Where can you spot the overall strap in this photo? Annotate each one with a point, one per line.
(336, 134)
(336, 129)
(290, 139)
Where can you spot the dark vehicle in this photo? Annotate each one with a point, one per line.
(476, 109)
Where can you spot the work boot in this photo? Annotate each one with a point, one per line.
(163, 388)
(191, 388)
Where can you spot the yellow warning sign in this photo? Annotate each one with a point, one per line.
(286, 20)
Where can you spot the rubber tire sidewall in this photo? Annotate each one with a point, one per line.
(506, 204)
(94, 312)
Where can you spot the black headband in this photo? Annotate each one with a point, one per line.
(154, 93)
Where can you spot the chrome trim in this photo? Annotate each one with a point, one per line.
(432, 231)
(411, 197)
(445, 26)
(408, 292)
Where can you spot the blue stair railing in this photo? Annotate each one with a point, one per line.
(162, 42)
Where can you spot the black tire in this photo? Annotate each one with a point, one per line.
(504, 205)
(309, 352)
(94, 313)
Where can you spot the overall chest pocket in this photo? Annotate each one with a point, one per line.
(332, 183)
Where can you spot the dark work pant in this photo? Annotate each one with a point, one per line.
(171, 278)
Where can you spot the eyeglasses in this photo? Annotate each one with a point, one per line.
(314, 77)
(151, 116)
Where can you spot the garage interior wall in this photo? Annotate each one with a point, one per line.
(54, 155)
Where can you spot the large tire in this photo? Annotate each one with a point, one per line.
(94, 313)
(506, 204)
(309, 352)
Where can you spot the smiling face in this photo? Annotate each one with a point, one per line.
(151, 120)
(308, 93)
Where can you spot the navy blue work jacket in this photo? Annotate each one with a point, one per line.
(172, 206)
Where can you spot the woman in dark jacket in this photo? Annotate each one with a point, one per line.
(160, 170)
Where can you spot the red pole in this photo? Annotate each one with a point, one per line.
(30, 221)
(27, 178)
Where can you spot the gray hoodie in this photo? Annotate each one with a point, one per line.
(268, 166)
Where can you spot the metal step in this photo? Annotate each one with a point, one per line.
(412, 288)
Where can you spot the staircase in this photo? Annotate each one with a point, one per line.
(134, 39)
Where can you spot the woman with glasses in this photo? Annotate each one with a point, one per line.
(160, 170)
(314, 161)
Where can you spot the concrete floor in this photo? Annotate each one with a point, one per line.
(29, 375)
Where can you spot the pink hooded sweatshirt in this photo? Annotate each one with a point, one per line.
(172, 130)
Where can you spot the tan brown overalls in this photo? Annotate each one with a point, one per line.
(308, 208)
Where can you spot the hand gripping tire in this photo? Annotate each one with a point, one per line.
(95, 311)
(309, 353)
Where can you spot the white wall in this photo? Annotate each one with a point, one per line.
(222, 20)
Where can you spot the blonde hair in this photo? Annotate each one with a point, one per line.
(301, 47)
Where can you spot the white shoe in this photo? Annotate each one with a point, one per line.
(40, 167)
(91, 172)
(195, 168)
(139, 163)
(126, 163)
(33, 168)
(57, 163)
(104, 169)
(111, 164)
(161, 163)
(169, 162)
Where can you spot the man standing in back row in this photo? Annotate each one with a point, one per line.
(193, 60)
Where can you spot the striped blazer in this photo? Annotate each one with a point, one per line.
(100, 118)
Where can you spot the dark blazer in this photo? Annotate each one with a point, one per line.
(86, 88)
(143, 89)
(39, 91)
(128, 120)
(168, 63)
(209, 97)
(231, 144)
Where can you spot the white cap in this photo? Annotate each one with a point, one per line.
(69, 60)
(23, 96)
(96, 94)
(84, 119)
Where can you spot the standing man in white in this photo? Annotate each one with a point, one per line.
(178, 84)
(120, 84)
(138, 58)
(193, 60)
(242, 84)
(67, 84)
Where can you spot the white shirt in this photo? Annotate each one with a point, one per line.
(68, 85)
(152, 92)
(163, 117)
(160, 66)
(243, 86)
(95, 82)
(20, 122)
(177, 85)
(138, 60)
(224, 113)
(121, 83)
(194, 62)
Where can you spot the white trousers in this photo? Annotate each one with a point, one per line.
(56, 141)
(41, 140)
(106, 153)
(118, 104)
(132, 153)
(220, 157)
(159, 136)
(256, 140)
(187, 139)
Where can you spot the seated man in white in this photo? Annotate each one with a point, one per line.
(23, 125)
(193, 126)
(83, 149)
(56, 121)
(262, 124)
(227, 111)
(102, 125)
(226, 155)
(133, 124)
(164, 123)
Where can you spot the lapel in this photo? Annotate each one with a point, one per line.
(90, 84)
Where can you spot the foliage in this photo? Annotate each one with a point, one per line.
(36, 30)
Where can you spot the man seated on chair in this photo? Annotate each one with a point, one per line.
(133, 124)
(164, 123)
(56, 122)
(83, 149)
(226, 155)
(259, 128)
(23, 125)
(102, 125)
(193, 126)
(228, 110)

*What is asked*
Reproduce every line above without error.

*Correct output*
Where can you spot the overall strap in this photo? Annotate each one with a point, one per line.
(336, 134)
(336, 129)
(290, 139)
Where can you spot the dark vehicle in this photo? Annotate each one with a point, one per line.
(476, 109)
Where can you spot the work boot in this photo? Annotate each one with a point, one per line.
(163, 388)
(191, 388)
Where can you spot the yellow warning sign in this photo? Annotate each one with a point, one per line.
(286, 20)
Where can you spot the rubber tire sidewall in this photo? Annotate each one with a point, one per line.
(506, 204)
(94, 312)
Where can you spot the black headband in this photo? Annotate each one with a point, one per line.
(154, 93)
Where can you spot the chrome trim in this photo? Annotate each one with a point, one per line.
(432, 231)
(411, 197)
(445, 26)
(408, 292)
Where can you spot the blue stair railing in this photo? Annotate each one with a point, one per line.
(162, 42)
Where can you spot the black tire in this photo? Annotate each one with a point, one per line.
(504, 205)
(309, 352)
(94, 313)
Where can you spot the overall chest pocket in this photo? Annotate each one with a point, one per line.
(332, 183)
Where can you spot the dark work pant in this photo? Annotate each one with a point, one per line.
(171, 278)
Where can you spot the eyeglasses in this photo? Annotate each one with a point, one per line.
(314, 77)
(151, 116)
Where can you spot the garage interior wall in this photo? Annotate each one with a point, one per line.
(54, 155)
Where can you spot the large tire in this photo? Annotate each one with a point, one per line.
(94, 313)
(506, 204)
(309, 352)
Where can you spot the smiling face in this photo? Annotate each one with a point, one per line.
(151, 120)
(308, 93)
Where can you spot the navy blue work jacket in this photo? Annotate each one with a point, one per line.
(172, 206)
Where can you spot the woman in dark jacket in this photo? Annotate each one with a point, one per line.
(160, 170)
Where can you spot the red pole in this photo? Annotate each one with a point, one per line.
(30, 221)
(27, 178)
Where can you spot the gray hoodie in this photo? Annotate each one with a point, one per line.
(268, 166)
Where can you spot the metal step in this photo? Annotate each one with a point, one per line.
(412, 288)
Where can you spot the staircase in this photo? Annotate each one with a point, one per line.
(134, 39)
Where can you spot the woman with glasses in this photo? Annotate each one with a point, one per line.
(160, 170)
(314, 161)
Where can you spot the concrete floor in this photo? Annotate each one with a point, one per line.
(29, 375)
Where can you spot the pink hooded sweatshirt in this photo? Annotate each one with a point, one per line.
(172, 130)
Where can you spot the tan brown overalls in this photo? Annotate each one with a point, one per line.
(308, 208)
Where can you spot the hand gripping tire in this photo? Annotate each one with a point, one per line.
(95, 311)
(309, 353)
Where can you spot the white wall in this photo? Annotate each one with a point, one per line.
(222, 20)
Where can you spot the blonde hair in this photo? Annotate each one with a point, one per line.
(301, 47)
Where can you spot the white shoe in this photo? Annotate each one with a point, one per line.
(40, 167)
(91, 172)
(195, 168)
(139, 163)
(126, 163)
(33, 168)
(57, 163)
(104, 169)
(111, 164)
(161, 163)
(169, 162)
Where can you spot the man standing in back row in this photo? Annotate each one with a point, one per line.
(193, 60)
Where can you spot the striped blazer in this photo? Annotate each one with a point, one per line.
(100, 118)
Where can you spot the dark blazer in this photo? Annotate each one with a point, one per line.
(86, 88)
(143, 89)
(39, 91)
(128, 120)
(168, 63)
(209, 97)
(231, 144)
Where can you spot the white cap in this photo? Annotate each one with a point, one per line.
(69, 60)
(23, 96)
(96, 94)
(84, 119)
Where can you spot the standing man in white in this photo? Annotate each one with a point, one per line.
(178, 84)
(120, 84)
(138, 58)
(193, 60)
(242, 84)
(67, 84)
Where can you spot the white shirt in this photo? Annotate each one with a point, one per line.
(68, 85)
(152, 92)
(163, 117)
(160, 66)
(243, 86)
(95, 82)
(20, 122)
(177, 85)
(138, 60)
(224, 113)
(121, 83)
(194, 62)
Where can you spot the white trousers in this photo? Annotate each one with a point, one per line.
(56, 141)
(41, 140)
(106, 153)
(118, 104)
(132, 153)
(220, 157)
(159, 136)
(256, 140)
(187, 139)
Where can you spot the seated man in white in this photo? Annotate each one with a point, one per line.
(23, 125)
(193, 126)
(83, 149)
(56, 121)
(262, 124)
(227, 111)
(102, 125)
(226, 155)
(133, 124)
(164, 123)
Where can you spot the lapel in this photo? Annotate each one with a point, one per line.
(90, 84)
Where can you spot the foliage in this photo? Annotate each one with a point, one per line.
(36, 30)
Where can you spot the man seated on chair in this photo? Annotate each one with a point, one per line.
(133, 124)
(164, 123)
(56, 122)
(83, 149)
(226, 155)
(259, 128)
(23, 125)
(102, 125)
(193, 126)
(228, 110)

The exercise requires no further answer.